*AUFGABENDETAILS*
In welcher Datei müsste man laut dem Textabschnitt unten die Funktion make_vhost ändern, um die gewünschte Adresse für Userverzeichnisse zu erreichen?

*TEXTABSCHNITT*
# Rewrite & Userverzeichnisse



## Mr.Portman (2. Feb. 2008)

Ich versuche mich gerade ein wenig mit den Userverzeichnissen.
Was mir nicht gefällt, ist der Aufruf:

http://www.domain.tld/~[prefix]_Username
Viel schöner wäre doch:
http://www.domain.tld/~Username

Hat da jemand etwas in der Hinterhand?

Gruß


----------



## Till (4. Feb. 2008)

Um das zu erreichen, müsstest Du die Funktion make_vhost in der Datei /root/ispconfig/scripts/lib/config.lib.php ändern, dort werden die Apache direktiven geschrieben.


----------



## Mr.Portman (4. Feb. 2008)

Soweit will ich da gar nicht eingreifen, mir reicht es alleine für den Aufruf der Webseite im Browser. Und da dachte in an mod_rewrite, das müsste doch auch irgends hinhauen. Aber da fehlt mir der Tiefgang.


----------



## Till (4. Feb. 2008)

Das was ich Dir oben beschrieben habe, ist ja auch mod_rewrite  Die Regeln müssen halt irgendwo auch in die pache Konfiguration geschrieben werden.


----------

*AUFGELISTETE DATEN*
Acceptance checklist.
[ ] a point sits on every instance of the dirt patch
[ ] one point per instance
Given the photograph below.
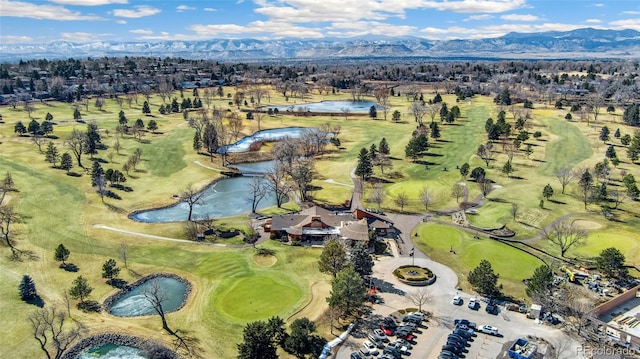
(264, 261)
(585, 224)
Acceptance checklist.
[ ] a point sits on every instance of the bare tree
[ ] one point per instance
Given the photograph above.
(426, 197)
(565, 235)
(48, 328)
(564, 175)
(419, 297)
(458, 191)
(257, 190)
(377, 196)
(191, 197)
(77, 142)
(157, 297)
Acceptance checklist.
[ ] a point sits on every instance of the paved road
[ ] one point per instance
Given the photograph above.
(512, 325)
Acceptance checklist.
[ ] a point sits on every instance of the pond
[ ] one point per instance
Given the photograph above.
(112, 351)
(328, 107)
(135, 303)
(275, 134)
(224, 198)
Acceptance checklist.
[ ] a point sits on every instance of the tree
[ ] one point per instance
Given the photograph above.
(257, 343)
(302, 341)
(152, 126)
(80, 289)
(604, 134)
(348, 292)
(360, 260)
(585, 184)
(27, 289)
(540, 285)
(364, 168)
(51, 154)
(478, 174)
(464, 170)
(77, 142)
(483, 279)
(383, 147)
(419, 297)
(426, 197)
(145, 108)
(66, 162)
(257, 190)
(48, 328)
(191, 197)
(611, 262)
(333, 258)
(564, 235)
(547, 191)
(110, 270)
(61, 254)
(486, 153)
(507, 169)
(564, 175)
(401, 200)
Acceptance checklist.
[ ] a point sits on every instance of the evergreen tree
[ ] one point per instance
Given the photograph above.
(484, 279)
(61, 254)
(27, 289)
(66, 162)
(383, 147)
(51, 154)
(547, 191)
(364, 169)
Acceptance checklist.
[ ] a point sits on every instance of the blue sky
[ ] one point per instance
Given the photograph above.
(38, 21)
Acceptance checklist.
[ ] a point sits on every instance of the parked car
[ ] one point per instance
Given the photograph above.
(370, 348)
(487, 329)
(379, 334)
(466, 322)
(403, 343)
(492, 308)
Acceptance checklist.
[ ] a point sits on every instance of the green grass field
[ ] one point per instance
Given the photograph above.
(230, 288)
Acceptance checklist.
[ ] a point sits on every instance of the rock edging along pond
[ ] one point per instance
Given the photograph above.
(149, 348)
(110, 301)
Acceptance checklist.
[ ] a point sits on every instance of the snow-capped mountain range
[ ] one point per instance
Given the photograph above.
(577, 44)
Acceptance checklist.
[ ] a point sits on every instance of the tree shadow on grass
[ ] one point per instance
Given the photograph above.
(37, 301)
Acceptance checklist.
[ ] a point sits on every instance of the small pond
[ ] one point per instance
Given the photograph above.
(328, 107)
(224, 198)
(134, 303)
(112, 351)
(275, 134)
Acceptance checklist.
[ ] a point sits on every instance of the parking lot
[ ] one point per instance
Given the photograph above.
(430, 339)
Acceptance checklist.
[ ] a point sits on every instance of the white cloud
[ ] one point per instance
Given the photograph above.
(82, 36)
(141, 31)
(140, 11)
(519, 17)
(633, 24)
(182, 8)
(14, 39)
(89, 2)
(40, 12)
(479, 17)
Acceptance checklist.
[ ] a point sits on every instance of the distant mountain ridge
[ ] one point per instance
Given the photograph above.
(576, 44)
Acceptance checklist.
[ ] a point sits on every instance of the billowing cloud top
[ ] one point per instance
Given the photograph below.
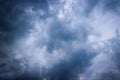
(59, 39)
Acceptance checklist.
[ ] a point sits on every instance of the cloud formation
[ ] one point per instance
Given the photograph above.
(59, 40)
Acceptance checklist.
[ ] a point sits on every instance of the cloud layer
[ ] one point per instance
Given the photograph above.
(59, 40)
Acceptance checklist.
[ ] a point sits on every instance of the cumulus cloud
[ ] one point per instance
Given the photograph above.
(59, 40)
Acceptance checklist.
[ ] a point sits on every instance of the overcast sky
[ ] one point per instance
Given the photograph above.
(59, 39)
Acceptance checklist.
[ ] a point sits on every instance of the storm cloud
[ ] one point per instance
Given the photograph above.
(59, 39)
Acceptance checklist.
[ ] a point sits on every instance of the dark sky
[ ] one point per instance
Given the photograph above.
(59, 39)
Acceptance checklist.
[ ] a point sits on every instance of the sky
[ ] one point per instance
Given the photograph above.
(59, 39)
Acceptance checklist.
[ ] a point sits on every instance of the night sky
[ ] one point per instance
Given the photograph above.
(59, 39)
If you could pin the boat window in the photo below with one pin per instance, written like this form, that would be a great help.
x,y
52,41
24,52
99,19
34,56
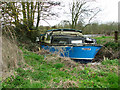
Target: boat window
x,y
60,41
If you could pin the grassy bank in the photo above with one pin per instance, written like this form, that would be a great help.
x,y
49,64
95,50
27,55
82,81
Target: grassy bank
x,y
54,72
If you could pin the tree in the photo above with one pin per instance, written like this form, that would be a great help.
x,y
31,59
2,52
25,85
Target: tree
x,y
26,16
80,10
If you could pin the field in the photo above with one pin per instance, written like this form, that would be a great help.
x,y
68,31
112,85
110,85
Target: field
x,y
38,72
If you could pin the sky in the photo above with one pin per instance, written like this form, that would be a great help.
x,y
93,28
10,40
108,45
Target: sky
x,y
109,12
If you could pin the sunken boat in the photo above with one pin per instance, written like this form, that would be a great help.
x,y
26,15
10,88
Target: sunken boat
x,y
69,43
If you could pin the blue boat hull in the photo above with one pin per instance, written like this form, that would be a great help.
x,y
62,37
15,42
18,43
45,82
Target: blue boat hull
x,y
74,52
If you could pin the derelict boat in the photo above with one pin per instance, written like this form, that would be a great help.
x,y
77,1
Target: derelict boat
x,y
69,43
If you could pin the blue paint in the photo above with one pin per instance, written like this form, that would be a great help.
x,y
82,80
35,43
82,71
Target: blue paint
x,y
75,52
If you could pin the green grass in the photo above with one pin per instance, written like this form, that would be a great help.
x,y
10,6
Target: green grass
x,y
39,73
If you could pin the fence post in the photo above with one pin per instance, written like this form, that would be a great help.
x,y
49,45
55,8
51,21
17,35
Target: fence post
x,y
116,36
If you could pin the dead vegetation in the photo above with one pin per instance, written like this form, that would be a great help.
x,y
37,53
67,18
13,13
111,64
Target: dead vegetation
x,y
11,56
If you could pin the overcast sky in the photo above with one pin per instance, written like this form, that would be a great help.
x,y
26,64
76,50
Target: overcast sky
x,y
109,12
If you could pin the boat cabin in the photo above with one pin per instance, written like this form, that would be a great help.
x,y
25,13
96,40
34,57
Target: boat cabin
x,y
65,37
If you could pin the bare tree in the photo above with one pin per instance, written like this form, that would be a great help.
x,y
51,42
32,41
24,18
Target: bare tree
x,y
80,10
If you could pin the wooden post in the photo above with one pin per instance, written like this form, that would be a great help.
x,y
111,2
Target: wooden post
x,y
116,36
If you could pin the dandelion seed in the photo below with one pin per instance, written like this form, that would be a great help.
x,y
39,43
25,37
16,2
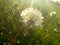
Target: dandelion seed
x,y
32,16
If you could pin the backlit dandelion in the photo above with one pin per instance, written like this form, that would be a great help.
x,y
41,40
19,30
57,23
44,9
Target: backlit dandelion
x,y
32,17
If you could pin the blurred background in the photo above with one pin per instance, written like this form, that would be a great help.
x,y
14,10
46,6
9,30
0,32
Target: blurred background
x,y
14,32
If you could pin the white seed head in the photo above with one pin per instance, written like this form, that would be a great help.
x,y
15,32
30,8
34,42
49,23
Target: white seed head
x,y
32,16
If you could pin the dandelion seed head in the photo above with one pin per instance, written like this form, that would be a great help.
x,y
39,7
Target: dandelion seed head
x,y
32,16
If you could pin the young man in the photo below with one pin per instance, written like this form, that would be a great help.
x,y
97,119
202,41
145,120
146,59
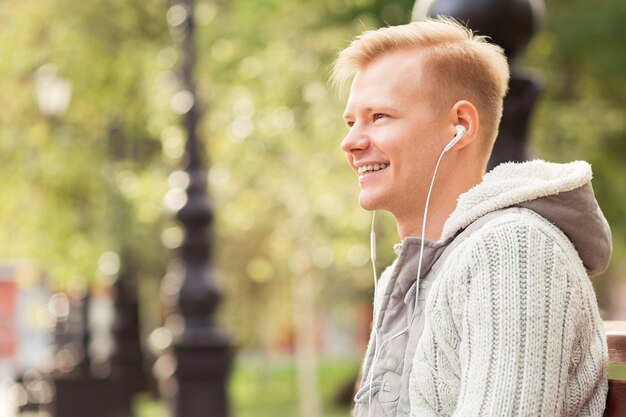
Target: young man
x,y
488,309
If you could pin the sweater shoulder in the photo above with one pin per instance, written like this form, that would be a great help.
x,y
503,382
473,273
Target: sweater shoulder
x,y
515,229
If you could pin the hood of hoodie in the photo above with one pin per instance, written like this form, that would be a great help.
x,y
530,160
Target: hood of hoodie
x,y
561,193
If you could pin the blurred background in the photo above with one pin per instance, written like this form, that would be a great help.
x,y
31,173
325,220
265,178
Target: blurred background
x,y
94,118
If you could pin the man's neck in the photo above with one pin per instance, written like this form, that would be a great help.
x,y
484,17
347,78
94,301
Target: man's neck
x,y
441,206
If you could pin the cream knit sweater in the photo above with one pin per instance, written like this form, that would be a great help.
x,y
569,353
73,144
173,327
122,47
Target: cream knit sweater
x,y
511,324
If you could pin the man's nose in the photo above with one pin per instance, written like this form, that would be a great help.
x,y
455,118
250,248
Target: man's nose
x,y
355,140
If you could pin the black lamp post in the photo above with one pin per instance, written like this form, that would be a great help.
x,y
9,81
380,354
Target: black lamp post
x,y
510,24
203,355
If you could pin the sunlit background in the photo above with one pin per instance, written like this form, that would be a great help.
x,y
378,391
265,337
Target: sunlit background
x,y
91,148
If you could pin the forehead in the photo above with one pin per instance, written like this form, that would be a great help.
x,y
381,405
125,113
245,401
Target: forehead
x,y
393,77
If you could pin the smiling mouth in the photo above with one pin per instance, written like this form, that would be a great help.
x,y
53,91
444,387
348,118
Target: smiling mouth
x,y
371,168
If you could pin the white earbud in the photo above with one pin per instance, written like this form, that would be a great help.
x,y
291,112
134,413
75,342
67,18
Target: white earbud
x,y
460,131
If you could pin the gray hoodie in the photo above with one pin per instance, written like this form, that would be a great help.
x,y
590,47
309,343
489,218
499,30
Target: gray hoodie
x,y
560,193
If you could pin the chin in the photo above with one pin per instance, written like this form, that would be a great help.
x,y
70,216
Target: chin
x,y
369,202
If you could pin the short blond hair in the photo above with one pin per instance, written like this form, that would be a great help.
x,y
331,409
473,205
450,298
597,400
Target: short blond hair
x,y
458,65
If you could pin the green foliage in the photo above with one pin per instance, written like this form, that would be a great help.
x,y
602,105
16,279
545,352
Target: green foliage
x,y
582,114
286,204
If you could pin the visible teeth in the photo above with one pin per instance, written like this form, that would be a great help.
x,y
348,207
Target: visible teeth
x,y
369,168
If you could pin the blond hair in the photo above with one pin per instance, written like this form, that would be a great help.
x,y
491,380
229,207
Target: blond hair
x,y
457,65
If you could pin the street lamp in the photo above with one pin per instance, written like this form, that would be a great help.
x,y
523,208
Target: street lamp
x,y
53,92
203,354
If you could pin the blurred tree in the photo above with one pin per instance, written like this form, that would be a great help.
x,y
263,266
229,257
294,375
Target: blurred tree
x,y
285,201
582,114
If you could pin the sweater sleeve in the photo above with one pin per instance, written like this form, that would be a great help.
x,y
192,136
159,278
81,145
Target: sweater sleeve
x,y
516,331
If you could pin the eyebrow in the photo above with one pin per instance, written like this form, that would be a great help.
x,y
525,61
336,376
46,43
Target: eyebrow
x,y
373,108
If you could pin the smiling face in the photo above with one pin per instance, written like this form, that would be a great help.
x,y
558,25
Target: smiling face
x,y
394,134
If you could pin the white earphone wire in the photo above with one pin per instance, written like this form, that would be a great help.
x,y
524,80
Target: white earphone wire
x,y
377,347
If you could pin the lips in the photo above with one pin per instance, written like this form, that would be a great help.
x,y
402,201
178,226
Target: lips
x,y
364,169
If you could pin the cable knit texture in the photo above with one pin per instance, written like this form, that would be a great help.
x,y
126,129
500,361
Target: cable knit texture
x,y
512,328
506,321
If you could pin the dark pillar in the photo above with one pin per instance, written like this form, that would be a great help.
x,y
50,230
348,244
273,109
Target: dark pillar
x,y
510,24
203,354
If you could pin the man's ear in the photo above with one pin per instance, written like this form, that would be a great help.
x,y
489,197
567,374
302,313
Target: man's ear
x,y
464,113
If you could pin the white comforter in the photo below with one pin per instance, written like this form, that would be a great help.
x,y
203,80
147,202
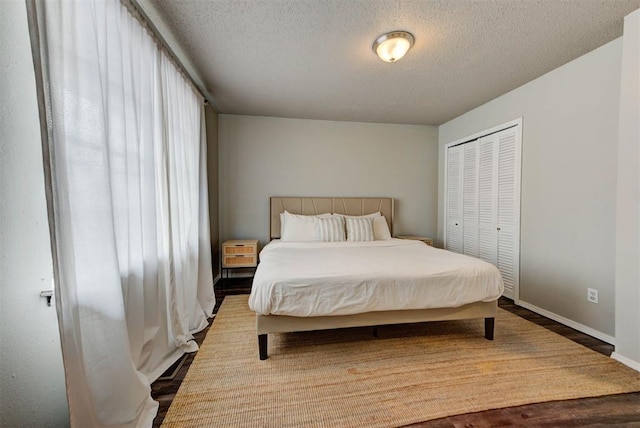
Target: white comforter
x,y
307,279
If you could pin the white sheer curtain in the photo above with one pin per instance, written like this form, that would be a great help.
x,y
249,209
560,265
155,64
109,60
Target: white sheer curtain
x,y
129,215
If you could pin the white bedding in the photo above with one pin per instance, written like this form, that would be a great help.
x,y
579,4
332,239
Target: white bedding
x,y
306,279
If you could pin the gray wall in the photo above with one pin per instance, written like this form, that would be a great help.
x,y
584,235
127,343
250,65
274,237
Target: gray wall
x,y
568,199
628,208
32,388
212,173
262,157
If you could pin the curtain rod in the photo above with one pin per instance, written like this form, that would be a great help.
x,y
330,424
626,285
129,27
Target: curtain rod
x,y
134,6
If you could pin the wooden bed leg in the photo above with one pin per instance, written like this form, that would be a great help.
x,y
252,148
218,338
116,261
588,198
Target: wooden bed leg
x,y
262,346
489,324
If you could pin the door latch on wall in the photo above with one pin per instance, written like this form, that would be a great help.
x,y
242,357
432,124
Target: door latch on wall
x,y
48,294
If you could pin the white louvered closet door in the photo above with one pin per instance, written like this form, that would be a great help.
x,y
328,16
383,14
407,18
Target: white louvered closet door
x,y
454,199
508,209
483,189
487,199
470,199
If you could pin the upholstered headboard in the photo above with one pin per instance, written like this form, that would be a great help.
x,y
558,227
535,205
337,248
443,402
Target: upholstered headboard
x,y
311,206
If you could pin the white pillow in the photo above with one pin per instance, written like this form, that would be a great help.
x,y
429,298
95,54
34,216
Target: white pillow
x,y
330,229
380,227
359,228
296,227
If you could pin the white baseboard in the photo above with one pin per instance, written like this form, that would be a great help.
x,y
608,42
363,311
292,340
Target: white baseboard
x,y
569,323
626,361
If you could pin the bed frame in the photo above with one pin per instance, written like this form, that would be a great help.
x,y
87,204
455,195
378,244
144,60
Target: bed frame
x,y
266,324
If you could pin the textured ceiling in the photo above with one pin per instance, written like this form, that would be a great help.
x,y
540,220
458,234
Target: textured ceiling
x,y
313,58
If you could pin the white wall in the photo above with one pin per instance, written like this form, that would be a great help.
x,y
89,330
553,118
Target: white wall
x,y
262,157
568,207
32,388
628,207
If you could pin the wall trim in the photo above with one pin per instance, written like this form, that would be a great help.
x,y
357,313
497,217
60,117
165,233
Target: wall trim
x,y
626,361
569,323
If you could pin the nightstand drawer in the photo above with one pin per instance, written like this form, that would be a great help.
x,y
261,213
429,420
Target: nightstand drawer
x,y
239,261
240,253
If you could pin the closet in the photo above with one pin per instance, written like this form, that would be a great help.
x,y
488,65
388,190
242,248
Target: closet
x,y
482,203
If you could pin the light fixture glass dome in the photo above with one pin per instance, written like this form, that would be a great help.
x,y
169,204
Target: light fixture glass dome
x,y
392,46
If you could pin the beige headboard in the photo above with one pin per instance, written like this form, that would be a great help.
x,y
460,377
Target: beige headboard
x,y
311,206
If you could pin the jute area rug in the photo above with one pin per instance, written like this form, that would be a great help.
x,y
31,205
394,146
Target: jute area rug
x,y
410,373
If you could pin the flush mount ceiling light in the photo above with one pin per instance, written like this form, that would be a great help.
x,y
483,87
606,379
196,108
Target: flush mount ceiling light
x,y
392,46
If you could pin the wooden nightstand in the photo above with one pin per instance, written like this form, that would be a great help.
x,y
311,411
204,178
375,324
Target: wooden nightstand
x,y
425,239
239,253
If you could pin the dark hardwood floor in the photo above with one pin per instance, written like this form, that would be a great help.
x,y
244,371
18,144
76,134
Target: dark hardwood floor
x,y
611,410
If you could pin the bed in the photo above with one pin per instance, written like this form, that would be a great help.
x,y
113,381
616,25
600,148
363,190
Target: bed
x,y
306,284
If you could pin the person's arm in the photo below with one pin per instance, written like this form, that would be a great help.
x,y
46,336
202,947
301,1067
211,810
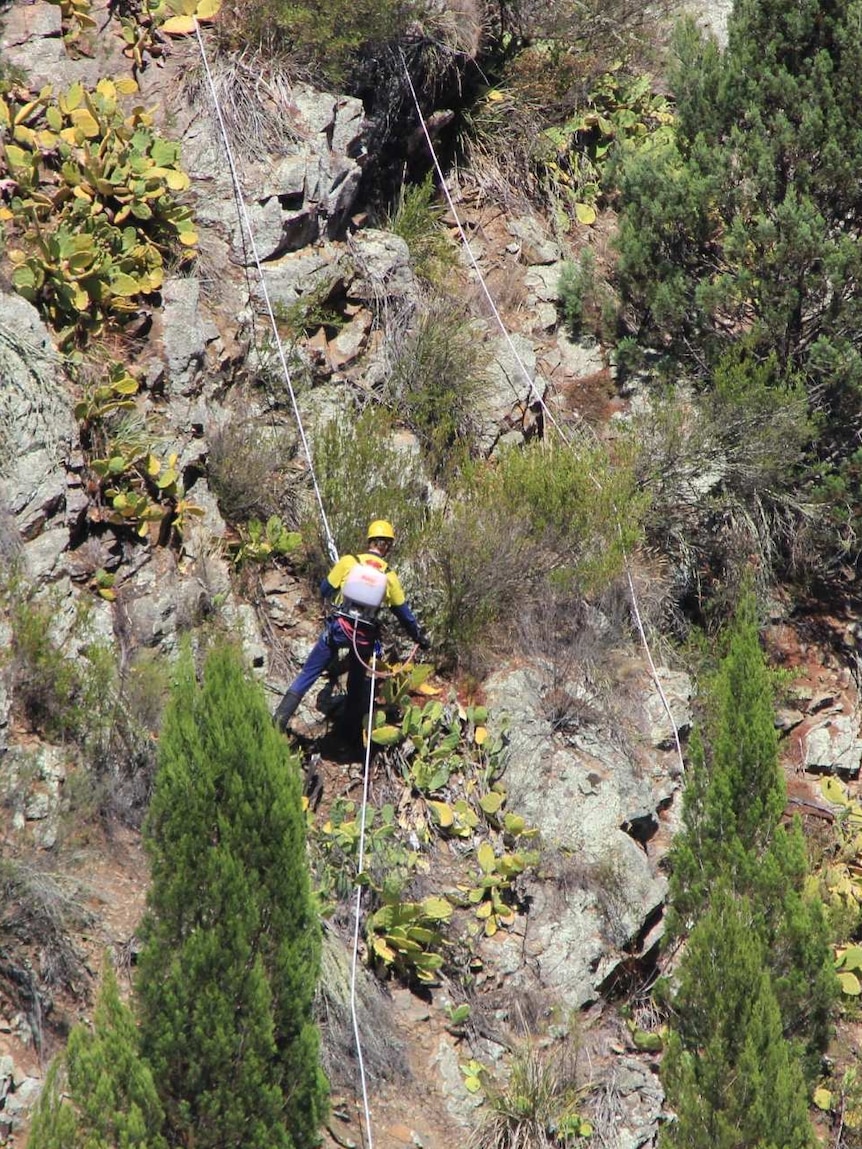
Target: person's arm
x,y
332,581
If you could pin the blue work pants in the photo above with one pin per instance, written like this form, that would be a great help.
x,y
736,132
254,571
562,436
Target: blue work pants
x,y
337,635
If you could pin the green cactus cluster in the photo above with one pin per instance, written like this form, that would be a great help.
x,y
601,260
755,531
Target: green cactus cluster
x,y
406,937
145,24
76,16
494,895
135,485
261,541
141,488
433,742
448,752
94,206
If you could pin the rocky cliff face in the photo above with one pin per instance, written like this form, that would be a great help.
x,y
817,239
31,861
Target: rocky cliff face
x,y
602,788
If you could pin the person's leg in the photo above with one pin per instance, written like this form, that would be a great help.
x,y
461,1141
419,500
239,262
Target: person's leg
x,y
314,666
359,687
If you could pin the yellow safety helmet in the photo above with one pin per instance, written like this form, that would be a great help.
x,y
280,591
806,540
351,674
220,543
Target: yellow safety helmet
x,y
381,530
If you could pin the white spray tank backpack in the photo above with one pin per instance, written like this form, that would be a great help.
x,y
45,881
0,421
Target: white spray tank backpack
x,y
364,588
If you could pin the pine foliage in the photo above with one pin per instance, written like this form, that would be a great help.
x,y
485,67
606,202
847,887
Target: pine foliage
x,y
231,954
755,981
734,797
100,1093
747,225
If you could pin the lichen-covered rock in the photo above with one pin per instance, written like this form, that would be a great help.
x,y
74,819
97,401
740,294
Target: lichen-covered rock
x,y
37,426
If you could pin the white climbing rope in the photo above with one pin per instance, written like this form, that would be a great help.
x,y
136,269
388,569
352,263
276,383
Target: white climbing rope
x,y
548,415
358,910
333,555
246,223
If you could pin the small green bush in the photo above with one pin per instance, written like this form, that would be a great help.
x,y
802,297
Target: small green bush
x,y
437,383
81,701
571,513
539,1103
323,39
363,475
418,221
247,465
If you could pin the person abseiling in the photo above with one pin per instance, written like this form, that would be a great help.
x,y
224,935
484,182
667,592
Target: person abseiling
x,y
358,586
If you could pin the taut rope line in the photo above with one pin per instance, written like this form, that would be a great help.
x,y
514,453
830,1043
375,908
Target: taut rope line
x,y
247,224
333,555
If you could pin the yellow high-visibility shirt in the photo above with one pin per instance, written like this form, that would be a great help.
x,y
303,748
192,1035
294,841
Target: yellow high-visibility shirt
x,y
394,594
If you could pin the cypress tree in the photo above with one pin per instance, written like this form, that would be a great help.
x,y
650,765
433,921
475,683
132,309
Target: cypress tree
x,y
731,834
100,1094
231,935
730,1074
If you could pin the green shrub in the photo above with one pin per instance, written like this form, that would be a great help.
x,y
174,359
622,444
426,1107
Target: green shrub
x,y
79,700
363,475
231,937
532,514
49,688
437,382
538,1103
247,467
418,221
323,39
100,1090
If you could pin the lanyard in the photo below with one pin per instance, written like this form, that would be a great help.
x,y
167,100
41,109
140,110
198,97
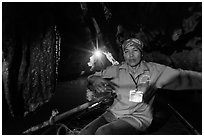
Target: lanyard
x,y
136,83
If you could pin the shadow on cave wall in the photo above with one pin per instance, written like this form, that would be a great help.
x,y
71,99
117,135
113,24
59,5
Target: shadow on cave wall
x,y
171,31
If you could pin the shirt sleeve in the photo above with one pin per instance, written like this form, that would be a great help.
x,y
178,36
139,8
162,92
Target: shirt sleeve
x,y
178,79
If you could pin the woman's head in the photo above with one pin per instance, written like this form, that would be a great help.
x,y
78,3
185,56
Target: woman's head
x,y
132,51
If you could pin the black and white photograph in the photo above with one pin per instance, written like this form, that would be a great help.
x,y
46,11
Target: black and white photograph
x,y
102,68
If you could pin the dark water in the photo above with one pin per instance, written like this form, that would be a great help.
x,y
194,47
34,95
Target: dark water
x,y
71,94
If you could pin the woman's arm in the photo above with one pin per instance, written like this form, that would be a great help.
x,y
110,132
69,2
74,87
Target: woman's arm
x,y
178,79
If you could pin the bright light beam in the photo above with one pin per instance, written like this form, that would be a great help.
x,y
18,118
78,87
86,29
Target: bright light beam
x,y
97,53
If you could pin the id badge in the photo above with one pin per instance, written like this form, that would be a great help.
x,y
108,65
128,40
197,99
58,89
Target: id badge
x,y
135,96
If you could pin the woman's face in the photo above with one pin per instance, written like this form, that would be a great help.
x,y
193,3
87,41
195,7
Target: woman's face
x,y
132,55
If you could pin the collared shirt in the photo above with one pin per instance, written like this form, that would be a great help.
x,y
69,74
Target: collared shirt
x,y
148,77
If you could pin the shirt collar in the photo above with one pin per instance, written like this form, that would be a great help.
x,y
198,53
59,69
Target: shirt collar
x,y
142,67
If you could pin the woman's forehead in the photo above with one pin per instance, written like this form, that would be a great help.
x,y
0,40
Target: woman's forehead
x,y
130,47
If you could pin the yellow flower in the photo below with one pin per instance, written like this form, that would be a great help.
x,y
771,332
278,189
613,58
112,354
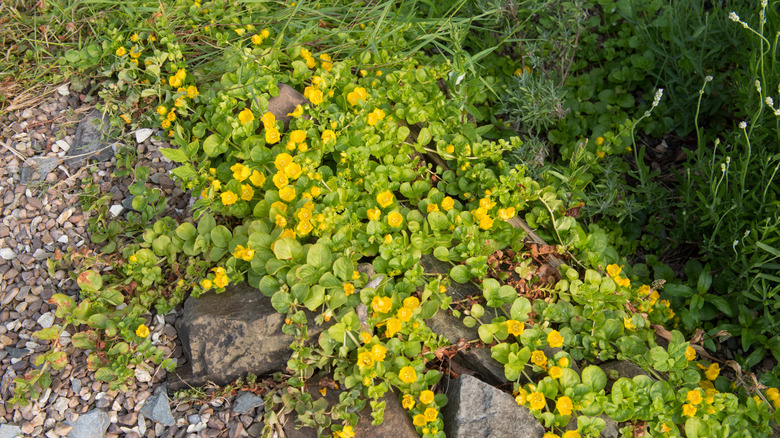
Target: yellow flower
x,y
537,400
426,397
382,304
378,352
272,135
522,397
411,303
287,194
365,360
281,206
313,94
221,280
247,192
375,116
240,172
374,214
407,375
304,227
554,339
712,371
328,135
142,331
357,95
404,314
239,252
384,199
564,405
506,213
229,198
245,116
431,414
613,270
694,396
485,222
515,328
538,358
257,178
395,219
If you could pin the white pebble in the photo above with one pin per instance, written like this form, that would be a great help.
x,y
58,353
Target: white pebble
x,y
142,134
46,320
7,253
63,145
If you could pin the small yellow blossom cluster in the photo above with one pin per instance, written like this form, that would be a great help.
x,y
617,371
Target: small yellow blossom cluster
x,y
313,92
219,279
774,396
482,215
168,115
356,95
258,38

*LÖSUNG*
In der Datei /root/ispconfig/scripts/lib/config.lib.php.